• [Record set]
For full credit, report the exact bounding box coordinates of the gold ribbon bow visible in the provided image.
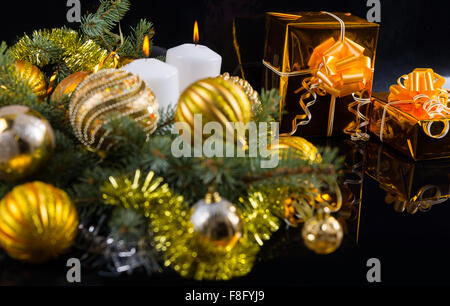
[385,68,450,139]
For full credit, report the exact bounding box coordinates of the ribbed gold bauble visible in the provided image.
[69,69,159,152]
[13,60,47,99]
[270,136,322,163]
[0,105,55,182]
[220,73,261,112]
[0,182,79,263]
[50,71,91,103]
[175,77,251,145]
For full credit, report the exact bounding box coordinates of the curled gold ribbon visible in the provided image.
[385,68,450,139]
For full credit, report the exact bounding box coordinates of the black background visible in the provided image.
[1,0,450,293]
[2,0,450,91]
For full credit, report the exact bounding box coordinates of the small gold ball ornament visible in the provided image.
[69,69,159,152]
[220,73,261,112]
[0,105,55,182]
[302,207,343,255]
[13,60,47,100]
[190,192,243,252]
[0,182,79,263]
[50,71,91,103]
[175,77,251,145]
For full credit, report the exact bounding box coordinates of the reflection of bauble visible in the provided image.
[302,209,343,255]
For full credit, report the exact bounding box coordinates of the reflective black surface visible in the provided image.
[0,138,449,287]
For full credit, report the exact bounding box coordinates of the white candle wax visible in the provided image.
[166,43,222,92]
[122,58,180,109]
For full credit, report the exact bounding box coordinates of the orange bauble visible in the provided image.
[50,71,91,103]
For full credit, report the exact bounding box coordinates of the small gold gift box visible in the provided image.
[263,12,379,138]
[366,142,449,214]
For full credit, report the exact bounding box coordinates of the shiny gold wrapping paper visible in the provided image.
[366,142,449,213]
[369,92,450,161]
[263,12,379,137]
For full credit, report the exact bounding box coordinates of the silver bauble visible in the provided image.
[190,193,243,250]
[0,105,55,182]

• [Instructions to follow]
Without the images, output all the entries exactly as they stand.

• [Task solution]
For full credit, report the exact bounding box coordinates of the gold ribbon bow visible in the provided image.
[385,68,450,139]
For full credit, report the exact bounding box coordinates of the ribbed gold bauble visible in the provided image.
[69,69,159,152]
[13,60,47,99]
[270,136,322,163]
[0,105,55,182]
[220,73,261,112]
[0,182,79,263]
[50,71,91,103]
[175,77,251,145]
For full credit, report the exact bounding box coordinates of the curled gold ribbon visible in the provided image.
[385,68,450,139]
For full credit, report the exact bounding box coordinates of the black background visible in the provided image.
[1,0,450,293]
[2,0,450,91]
For full credit, report the exact bounding box coordinates of the small gold ball ornament visible in the provided image.
[69,69,159,152]
[220,73,261,112]
[0,105,55,182]
[302,207,343,255]
[13,60,47,100]
[190,192,243,252]
[0,182,79,263]
[50,71,91,103]
[175,77,251,145]
For full credit, report the exact bounding box coordinates of the reflection of bauble visible in the provided image.
[302,209,343,255]
For full credit, report the exact bounding box coordinates of the reflective black surface visible in the provided image.
[0,138,449,287]
For full credit, report the exact bounding box coordinates of the white candle wax visible in the provided image.
[166,43,222,92]
[122,58,180,109]
For full credit, report the exact bounding box coordinates of the orange bauble visible in the provided image.
[50,71,91,103]
For full credit, report the exact bounding box coordinates of the small gold gift box visible in the provided image.
[263,12,379,138]
[366,142,449,214]
For full credit, report the exact bounding box coordinates of the shiny gold wrapping paper visible in the provided image.
[366,142,449,213]
[369,92,450,161]
[263,12,379,137]
For full credit, report the exact bounding box coordinates of the silver bauble visible in the provided image.
[190,193,243,250]
[0,105,55,182]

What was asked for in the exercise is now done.